# [INPUT RECORDS]
---+---

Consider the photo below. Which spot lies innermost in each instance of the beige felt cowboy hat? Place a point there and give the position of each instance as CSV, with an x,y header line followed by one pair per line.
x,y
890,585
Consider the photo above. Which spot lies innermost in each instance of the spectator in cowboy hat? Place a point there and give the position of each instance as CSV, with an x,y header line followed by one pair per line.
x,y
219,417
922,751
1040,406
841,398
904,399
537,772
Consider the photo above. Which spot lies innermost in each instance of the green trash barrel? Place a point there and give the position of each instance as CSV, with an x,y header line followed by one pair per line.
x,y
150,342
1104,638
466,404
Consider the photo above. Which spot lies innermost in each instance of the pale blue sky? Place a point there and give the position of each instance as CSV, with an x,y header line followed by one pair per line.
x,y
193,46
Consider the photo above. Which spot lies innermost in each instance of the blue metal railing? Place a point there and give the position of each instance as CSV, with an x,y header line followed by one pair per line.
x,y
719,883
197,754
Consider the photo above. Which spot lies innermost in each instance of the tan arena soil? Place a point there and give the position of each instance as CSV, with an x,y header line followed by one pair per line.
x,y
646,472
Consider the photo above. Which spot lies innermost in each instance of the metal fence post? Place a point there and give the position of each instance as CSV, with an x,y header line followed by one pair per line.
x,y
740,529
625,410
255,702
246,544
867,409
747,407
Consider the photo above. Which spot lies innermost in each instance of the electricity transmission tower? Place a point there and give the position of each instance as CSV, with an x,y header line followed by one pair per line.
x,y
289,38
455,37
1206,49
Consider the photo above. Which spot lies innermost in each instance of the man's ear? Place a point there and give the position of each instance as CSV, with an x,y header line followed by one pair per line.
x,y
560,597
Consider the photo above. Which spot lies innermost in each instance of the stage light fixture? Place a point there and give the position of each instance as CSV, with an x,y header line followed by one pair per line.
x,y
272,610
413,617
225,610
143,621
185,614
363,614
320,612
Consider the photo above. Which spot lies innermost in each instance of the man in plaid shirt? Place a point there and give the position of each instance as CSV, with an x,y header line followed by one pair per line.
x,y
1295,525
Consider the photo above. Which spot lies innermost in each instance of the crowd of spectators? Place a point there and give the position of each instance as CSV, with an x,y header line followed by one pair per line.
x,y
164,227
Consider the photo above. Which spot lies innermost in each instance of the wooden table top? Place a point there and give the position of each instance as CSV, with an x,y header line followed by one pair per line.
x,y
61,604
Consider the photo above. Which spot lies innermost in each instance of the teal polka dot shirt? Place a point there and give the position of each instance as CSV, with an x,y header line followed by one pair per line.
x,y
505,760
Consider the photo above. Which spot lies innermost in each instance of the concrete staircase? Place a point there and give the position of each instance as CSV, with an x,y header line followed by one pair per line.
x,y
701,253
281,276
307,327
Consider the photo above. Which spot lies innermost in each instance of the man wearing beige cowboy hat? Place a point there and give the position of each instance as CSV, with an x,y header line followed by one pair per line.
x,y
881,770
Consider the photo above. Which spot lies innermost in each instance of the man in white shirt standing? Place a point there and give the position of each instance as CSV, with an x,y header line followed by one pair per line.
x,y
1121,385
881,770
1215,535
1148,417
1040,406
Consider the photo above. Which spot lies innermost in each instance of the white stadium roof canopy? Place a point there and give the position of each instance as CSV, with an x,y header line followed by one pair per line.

---+---

# [WHAT THE EXERCISE ASKS]
Could you quote, exactly as they appear, the line containing "the man wearing" and every line after it to the end of the records above?

# [WRITTEN RESPONSE]
Consider the photo above. Which spot lies innermost in each instance of the man wearing beige cowboy hat? Place a point there and give the position of each instance as CSV, with an x,y header line followed by one pair per line.
x,y
881,770
Consider the photo above. Which spot lies innermost in each instance of the man in white shirt standing? Place a point there and give the position of each instance as CSV, with an x,y header line followed by one pair per line.
x,y
1121,385
881,770
1215,535
1148,417
1040,406
Consider the photo above. Which spot lies innermost in each instance of the white stadium roof canopy? Place a point there and give the position of each instance as CSV, with an x,y header line followed by one pair per line.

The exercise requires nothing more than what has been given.